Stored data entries
——————————
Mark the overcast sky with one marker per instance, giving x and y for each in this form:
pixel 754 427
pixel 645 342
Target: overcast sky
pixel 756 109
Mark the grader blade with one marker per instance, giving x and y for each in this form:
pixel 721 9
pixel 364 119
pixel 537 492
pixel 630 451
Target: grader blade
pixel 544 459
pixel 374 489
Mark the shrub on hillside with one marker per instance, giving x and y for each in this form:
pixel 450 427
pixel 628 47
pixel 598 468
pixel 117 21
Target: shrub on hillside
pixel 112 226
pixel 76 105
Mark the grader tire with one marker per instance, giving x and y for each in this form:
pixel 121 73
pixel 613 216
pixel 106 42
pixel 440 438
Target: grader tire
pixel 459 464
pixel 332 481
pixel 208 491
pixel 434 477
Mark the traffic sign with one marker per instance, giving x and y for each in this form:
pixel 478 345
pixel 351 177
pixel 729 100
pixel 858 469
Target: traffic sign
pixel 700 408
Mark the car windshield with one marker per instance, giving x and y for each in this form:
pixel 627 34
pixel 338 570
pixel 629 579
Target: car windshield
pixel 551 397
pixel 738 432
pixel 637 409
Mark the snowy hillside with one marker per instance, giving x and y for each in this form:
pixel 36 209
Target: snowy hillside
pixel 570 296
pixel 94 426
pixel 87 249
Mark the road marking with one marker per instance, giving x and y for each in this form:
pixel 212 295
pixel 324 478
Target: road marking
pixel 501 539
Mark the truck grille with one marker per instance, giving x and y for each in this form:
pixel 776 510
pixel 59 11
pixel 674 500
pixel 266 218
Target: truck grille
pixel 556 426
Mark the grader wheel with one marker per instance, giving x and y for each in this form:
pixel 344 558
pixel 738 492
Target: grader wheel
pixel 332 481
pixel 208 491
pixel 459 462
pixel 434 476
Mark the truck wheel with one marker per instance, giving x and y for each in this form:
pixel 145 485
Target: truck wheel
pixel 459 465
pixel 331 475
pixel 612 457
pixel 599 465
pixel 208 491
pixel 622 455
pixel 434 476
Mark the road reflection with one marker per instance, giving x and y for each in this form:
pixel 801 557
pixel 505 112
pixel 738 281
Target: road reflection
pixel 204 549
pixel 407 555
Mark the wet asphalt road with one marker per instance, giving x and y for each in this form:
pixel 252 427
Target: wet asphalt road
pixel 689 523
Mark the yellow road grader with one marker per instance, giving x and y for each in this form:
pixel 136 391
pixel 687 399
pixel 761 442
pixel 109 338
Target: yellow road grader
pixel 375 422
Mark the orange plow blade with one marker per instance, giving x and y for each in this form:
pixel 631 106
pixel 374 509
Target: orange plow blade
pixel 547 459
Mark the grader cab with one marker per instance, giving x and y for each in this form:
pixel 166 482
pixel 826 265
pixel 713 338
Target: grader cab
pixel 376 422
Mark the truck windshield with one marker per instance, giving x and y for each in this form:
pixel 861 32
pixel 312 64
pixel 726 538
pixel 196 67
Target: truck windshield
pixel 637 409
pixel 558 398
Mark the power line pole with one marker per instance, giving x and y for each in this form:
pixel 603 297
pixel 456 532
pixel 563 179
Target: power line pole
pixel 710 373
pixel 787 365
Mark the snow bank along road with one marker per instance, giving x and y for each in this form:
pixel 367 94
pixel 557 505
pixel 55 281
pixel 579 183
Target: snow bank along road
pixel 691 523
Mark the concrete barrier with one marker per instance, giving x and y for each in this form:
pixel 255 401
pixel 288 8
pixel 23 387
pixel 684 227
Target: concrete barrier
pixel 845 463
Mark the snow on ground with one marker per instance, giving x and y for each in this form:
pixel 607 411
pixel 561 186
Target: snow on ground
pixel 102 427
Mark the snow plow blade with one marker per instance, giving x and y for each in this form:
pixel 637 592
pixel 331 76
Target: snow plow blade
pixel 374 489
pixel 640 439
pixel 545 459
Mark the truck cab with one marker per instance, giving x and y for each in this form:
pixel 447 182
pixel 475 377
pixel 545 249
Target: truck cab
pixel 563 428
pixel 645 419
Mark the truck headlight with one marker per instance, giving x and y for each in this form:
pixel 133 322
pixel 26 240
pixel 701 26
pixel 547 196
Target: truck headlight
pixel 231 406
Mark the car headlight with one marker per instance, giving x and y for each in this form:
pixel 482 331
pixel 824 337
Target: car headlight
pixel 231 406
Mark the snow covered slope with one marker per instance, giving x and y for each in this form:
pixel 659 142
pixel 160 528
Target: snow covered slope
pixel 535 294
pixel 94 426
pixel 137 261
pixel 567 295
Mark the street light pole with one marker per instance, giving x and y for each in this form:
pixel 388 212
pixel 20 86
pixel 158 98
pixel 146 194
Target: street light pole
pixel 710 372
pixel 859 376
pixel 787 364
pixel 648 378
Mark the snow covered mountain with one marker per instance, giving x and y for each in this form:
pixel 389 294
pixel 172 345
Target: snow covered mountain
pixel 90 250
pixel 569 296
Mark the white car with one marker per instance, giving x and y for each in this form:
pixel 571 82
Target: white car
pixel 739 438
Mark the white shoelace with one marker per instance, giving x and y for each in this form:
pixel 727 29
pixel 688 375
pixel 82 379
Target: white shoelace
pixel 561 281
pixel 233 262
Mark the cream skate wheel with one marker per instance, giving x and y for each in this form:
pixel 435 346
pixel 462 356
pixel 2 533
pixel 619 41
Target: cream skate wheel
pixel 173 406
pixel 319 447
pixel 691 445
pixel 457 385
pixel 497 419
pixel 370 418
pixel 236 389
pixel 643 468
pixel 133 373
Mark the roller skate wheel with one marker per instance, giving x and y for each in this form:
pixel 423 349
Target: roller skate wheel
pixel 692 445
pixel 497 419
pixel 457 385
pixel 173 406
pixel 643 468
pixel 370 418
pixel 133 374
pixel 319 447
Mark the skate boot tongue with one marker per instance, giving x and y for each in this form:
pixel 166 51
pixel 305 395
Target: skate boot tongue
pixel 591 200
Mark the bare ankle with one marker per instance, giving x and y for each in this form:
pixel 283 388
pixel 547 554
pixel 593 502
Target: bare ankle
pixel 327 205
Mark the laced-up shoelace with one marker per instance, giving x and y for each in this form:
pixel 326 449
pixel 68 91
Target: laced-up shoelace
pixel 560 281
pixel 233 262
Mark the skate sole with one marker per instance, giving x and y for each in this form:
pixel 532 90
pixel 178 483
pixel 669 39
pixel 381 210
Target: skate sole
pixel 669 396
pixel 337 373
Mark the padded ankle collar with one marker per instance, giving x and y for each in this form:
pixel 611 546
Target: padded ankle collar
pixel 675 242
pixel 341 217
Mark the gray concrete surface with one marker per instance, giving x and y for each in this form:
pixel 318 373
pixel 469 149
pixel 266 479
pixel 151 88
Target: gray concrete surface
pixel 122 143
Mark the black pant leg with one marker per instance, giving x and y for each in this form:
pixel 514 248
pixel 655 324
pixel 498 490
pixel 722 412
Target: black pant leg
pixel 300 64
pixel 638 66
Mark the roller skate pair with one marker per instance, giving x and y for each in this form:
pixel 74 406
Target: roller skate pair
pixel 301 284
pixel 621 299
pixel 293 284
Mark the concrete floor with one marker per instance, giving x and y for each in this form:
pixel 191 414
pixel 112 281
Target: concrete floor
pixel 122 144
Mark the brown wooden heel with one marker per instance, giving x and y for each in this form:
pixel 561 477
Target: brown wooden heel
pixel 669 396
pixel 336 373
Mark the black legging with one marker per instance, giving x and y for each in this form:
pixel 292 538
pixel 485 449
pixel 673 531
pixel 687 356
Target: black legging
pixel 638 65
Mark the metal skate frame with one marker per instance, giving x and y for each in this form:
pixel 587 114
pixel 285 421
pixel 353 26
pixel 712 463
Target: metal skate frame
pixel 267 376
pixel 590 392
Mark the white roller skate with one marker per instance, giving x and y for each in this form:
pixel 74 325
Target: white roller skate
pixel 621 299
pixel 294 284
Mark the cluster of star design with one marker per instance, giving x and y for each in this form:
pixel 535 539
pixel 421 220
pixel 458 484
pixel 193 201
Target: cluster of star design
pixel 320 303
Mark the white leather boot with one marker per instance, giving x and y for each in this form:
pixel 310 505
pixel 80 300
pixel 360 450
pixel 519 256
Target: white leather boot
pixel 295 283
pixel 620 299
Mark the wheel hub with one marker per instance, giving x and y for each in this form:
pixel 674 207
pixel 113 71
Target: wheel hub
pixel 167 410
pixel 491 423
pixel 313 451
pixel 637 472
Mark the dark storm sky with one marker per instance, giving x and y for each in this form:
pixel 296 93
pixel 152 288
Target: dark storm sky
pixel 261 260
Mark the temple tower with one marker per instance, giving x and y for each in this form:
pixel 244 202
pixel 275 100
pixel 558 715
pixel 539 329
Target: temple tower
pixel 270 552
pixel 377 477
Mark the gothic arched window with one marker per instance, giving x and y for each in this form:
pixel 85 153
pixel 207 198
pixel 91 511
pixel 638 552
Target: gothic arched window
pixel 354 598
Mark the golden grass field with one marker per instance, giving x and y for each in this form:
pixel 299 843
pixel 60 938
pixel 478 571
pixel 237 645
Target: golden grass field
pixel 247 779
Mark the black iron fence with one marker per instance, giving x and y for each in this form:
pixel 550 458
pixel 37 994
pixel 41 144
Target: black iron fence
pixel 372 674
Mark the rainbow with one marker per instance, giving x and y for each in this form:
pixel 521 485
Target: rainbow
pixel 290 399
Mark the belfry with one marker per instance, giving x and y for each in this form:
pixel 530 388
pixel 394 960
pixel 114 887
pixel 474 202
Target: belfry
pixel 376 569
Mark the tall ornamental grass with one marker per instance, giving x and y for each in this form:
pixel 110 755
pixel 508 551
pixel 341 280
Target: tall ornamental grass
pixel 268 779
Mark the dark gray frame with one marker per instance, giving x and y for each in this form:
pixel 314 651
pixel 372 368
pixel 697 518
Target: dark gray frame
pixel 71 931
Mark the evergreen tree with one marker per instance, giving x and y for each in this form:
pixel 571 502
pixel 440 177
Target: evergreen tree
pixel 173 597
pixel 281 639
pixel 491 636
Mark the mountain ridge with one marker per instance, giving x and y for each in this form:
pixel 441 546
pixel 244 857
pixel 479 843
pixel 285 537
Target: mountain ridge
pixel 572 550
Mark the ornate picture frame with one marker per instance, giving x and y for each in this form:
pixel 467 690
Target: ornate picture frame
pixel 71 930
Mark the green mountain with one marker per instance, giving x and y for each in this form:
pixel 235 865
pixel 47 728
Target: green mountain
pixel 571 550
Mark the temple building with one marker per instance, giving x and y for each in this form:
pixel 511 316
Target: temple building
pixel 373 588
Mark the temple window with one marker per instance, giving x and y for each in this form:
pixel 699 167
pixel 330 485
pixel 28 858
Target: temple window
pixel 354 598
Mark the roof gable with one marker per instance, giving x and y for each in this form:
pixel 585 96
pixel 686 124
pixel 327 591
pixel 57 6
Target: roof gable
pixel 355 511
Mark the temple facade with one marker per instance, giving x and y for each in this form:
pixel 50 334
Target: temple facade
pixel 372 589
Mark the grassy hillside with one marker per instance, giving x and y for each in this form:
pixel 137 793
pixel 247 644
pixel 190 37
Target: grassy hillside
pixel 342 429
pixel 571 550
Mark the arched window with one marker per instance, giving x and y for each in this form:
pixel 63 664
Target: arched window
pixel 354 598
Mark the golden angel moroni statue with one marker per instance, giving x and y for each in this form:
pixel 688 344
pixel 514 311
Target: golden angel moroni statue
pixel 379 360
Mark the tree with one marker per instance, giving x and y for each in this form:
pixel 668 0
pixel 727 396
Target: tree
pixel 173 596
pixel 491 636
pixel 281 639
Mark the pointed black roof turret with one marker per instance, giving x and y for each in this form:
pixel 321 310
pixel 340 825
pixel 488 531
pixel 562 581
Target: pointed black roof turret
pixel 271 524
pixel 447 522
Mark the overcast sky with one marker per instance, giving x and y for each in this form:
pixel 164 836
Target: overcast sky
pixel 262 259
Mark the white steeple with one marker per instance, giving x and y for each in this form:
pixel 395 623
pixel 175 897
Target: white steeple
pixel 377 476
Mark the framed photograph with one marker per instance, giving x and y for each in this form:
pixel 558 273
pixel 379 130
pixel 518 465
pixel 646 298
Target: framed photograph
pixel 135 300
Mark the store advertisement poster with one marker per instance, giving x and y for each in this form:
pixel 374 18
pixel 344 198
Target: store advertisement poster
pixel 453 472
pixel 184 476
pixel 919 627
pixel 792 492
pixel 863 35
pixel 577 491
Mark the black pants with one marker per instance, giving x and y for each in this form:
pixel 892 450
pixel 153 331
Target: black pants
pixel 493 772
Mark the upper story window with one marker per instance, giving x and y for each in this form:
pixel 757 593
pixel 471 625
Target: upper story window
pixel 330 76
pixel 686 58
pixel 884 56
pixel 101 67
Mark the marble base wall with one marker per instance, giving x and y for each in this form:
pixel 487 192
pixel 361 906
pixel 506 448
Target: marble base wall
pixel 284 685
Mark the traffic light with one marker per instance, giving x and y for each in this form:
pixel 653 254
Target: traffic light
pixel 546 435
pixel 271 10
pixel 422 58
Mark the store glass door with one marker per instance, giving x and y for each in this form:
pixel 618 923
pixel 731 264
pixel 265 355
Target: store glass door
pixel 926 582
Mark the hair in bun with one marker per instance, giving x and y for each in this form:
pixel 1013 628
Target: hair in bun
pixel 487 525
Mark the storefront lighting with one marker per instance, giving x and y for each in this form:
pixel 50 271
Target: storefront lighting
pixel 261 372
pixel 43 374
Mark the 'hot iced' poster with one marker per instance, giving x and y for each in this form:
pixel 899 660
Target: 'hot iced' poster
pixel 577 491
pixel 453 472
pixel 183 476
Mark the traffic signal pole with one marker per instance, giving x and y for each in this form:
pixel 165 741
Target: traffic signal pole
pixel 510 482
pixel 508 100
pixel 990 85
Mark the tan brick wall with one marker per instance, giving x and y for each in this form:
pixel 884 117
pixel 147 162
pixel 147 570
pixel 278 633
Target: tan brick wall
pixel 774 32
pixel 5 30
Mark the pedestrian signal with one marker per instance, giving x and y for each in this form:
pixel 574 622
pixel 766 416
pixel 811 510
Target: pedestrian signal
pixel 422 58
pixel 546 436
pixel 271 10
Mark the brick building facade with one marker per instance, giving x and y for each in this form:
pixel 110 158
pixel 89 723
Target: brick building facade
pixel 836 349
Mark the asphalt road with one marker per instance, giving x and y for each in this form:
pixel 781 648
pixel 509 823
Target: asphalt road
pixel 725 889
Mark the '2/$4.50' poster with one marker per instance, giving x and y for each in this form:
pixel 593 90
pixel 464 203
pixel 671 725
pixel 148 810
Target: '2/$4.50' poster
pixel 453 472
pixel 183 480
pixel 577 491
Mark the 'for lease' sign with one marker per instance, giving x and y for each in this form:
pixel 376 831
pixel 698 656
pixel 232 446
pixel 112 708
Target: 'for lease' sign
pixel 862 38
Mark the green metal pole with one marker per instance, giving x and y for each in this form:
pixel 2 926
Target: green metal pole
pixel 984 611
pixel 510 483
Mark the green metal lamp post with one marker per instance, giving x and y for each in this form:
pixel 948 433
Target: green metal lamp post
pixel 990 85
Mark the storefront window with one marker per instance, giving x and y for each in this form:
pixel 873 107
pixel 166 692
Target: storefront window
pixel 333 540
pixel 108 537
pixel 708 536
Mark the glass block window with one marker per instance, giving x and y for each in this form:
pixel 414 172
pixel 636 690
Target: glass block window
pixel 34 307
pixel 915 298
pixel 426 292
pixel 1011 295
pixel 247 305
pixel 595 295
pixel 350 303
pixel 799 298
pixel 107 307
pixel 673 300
——————————
#### Exercise description
Would you print, exactly as written, every line above from the one holding "Mark the cluster" through the one holding "pixel 674 207", with both included and no other lines?

#### Reply to the task
Mark the cluster of star design with one marker per instance, giving x and y for each in this form:
pixel 535 539
pixel 421 220
pixel 458 484
pixel 193 201
Target: cluster of star design
pixel 320 303
Mark the white leather boot with one marker per instance, giving x and y for each in this form:
pixel 310 505
pixel 80 300
pixel 360 450
pixel 519 256
Target: white leather boot
pixel 295 283
pixel 620 299
Mark the wheel hub with one marker per instance, giving x and y for each in this form:
pixel 674 207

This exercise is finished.